-------- Passagem selecionada --------

Dissociar alguma projeção internacional que Portugal tem na área dos lasers no percurso de vida de José António Salcedo, incluíndo a criação da multiwave, é uma tarefa difícil e que nos parece quase impossível de conceber.

Sentados num pequeno escritório do Tecmaia começámos a conversa e descobrimos logo a modéstia de José Salcedo, mas salta a expressão de realização com o seu percurso de vida. A história da paixão pelos lasers começa aos 19 anos, quando ainda era estudante da licenciatura em Engenharia Elétrica na Universidade do Porto, ao ler um artigo de um jovem norte-americano de 17 anos que tinha construído um laser na sua escola. Pensou que se um estudante de um liceu da Califórnia conseguiu este feito apenas 10 anos depois do laser ter sido inventado, a tarefa não seria impossível para ele. Com a ideia a matutar na cabeça decidiu colocá-la em prática. Durante três anos adquiriu livros e peças e construiu um laser investindo as poupanças provindas das aulas que já dava na Universidade do Porto, e ocupou o seu tempo na árdua tarefa. Foi numa arrecadação gentilmente cedida pelos seus avós, que foi montando o seu laser de C02, com uma potência de 50 watts. A realidade é que teve sucesso e quando o colocou em funcionamento queimou a poita da arrecadação. O relato desta história foi mesmo o seu primeiro artigo publicado na “Gazeta da Física”, em 1973, o ano em que licenciou, onde não faltam as fórmulas científicas e as fotografias a comprovar a ação do laser. Finalizada a licenciatura rumou de malas e bagagens para o outro lado do Atlântico para fazer o mestrado em Engenharia Elétrica na Universidade de Stanford, na Califórnia. Seguiram-se o doutoramento e o pós-doutoramento em Engenharia Elétrica (Lasers de impulsos ultra-curtos) na mesma universidade, onde também lecionou. Ao contrário do que seria de esperar e depois de trabalhar nos laboratórios de pesquisa da IBM e da Westinghouse, decide voltar para a sua terra natal e integrar o corpo docente da Universidade do Porto. Aqui é um dos impulsionadores do INESC no Porto e do seu Centro de Optoeletrónica, uma infraestrutura que considerava essencial para formar a “fornada de jovens de grande qualidade que vinham ter connosco”.

-------- Dados fornecidos --------

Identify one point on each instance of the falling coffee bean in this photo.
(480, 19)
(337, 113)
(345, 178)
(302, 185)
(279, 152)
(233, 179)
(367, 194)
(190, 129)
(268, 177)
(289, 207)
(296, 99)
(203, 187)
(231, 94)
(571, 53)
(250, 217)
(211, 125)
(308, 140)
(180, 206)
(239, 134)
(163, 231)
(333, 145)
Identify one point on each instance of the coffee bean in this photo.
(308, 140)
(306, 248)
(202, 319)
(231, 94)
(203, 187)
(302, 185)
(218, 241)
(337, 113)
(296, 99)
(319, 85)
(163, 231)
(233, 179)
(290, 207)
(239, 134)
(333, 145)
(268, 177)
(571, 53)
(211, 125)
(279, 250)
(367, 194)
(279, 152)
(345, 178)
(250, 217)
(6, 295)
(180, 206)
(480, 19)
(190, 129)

--------

Tarefas:
1: Reescreva em forma de lista, de modo mais breve, o parágrafo da passagem selecionada que começa por "Sentados num pequeno escritório do Tecmaia", mantendo os factos principais.
2: Atualize a passagem selecionada, substituindo "Portugal" por "o nosso país", e reproduza-a começando nas palavras que contêm "Dissociar alguma projeção" e parando depois de "impossível de conceber.".
Os dados não têm qualquer papel nestas tarefas.

Respostas por ordem:
1:
- Aos 19 anos, quando estudava Engenharia Elétrica na Universidade do Porto, José Salcedo leu um artigo sobre um jovem norte-americano de 17 anos que tinha construído um laser na escola e decidiu fazer o mesmo.
- Durante três anos, com as poupanças das aulas que já dava na universidade, comprou livros e peças e montou um laser de 50 watts numa arrecadação cedida pelos avós, e o laser funcionou.
- O relato dessa experiência foi o seu primeiro artigo, publicado na "Gazeta da Física" em 1973, o ano em que terminou a licenciatura.
- Na Universidade de Stanford fez o mestrado, o doutoramento e o pós-doutoramento em Engenharia Elétrica, e também lecionou lá.
- Depois de trabalhar nos laboratórios de pesquisa da IBM e da Westinghouse, voltou para integrar o corpo docente da Universidade do Porto, onde foi um dos impulsionadores do INESC no Porto e do seu Centro de Optoeletrónica.

2:
Dissociar alguma projeção internacional que o nosso país tem na área dos lasers no percurso de vida de José António Salcedo, incluíndo a criação da multiwave, é uma tarefa difícil e que nos parece quase impossível de conceber.